Would you repeat the data below exactly, taking out the images?

### Task input
____________________

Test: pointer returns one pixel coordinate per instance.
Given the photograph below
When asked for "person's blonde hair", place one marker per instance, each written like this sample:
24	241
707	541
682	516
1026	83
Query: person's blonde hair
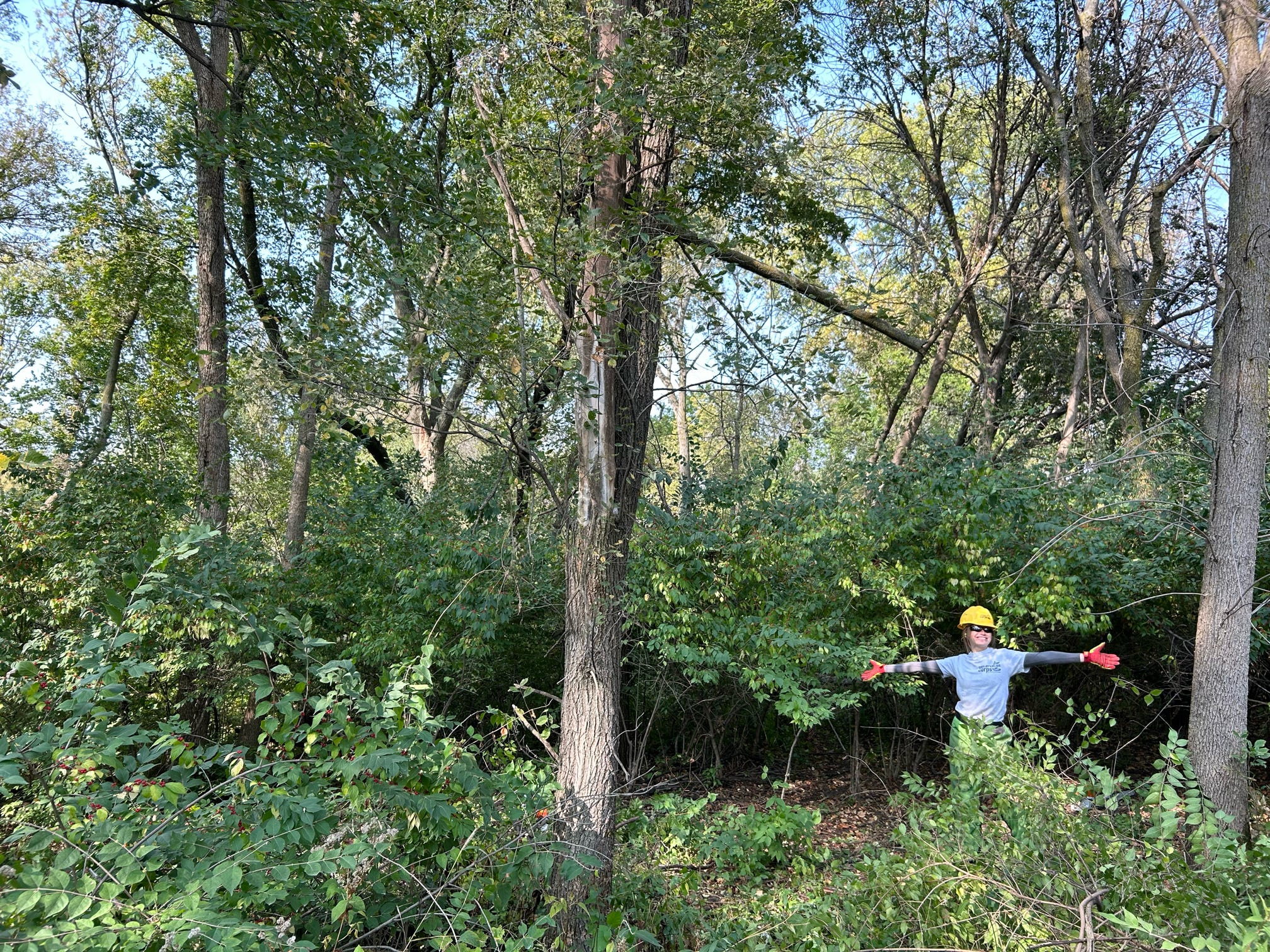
970	648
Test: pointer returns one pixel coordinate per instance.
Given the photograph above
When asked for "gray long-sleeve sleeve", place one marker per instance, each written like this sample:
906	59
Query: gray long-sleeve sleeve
1034	658
913	668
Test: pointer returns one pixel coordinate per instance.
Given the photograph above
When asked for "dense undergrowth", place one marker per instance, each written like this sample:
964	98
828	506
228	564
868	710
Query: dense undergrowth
205	752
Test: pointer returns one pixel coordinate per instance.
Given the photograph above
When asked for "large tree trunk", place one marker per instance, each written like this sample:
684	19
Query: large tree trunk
596	562
617	342
306	429
210	66
1220	686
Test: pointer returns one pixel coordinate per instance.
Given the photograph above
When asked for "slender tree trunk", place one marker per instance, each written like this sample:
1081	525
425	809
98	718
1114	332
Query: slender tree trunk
306	428
927	395
596	560
210	66
893	409
1220	686
1073	399
112	375
437	422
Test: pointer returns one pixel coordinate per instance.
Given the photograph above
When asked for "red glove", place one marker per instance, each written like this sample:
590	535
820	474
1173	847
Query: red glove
1100	658
874	671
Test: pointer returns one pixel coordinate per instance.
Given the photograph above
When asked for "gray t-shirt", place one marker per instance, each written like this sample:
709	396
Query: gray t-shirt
983	681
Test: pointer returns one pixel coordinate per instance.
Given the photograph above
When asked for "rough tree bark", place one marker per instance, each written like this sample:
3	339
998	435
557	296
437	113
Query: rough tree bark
1220	684
306	429
210	65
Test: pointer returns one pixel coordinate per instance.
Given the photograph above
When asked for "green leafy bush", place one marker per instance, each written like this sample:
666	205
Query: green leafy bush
1150	864
357	814
752	843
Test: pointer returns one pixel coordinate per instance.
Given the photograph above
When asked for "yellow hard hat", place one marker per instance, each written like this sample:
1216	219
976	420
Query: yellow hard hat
977	615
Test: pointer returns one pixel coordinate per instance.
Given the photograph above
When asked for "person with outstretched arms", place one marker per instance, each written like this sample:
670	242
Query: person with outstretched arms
983	677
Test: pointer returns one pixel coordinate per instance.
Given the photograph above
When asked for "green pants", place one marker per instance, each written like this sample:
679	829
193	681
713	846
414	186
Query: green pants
973	749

____________________

### Output
Test: pointer returns one pixel coordinate per instance.
Given the photograph below
When asked for "person's blonde hair", place one marker per instance, each written like this sample:
24	241
707	541
682	516
1026	83
Query: person's blonde hair
970	648
Test: pointer returns one pixel coordinate per instance.
Given the photograph above
When asked for "gray long-sleeve sleeve", place one marker per instance, each written like this sample:
906	59
Query: gray long-sleeve sleeve
1034	658
913	668
Test: pointer returns one pixel coordinate per instance.
Given the photograph above
When asked for "dense undergrowth", place one marker per instance, each written like this sample:
964	98
828	506
228	564
868	710
Query: dense undergrowth
205	752
Test: pointer returns one pixel coordinate per instance.
Given the photograph above
When asked for "large tree trunk", place one marker per instance, each written like this sample:
684	19
Query: large tree trunk
596	562
617	342
306	429
210	66
1220	686
Test: pointer returns one pixel coordinate per instance.
Given the photograph above
When asked for "slender tree trunk", place one marker per instance, each written like this sample:
1081	525
425	809
98	718
1114	332
Query: slender tree trunk
306	428
927	395
596	560
210	66
893	409
1220	686
1073	399
112	375
437	422
Test: pointer returns one pixel coordinate per instance.
Given the photograph above
When asked for "red glove", place one marker per instance, each written like this sample:
590	535
820	474
1173	847
Query: red glove
1100	658
874	671
Test: pointer returns one pixel coordinate per instance.
Given the photograph above
When asked for "gray t-shirt", place one marker per instance, each written like this sample:
709	396
Query: gray t-shirt
983	681
Test: pointer returns one pixel coordinate per instance.
Given the photograph above
When asked for "rough tree bark", place one marker per instance, each written like this sample:
3	339
998	435
557	296
437	113
Query: rough tree bark
1220	684
306	429
210	65
Test: pointer returns one pixel coordinate per instance.
Given the photograph above
When asked for "green leafy bush", place one marker per instance, each written like this sample:
666	205
Query: green leafy bush
1150	864
357	814
752	843
Test: pointer returns one pixel coordinate per instance.
Given the photograph above
When asked for "yellow hard hat", place one marker per instance, each written like this sample:
1216	219
976	420
Query: yellow hard hat
977	615
Test: pointer returns one pixel coordinate per instance.
Given the photograph above
When asked for "person with outstretched arms", place one marker per instance, each written like this sample:
670	242
Query: person with outstretched arms
983	677
Test: pointer returns one pixel coordinate per instance.
Given the photograph above
When asked for "green pants", place one marker per instance, each written like this sample:
679	829
193	681
713	846
414	186
Query: green pants
973	749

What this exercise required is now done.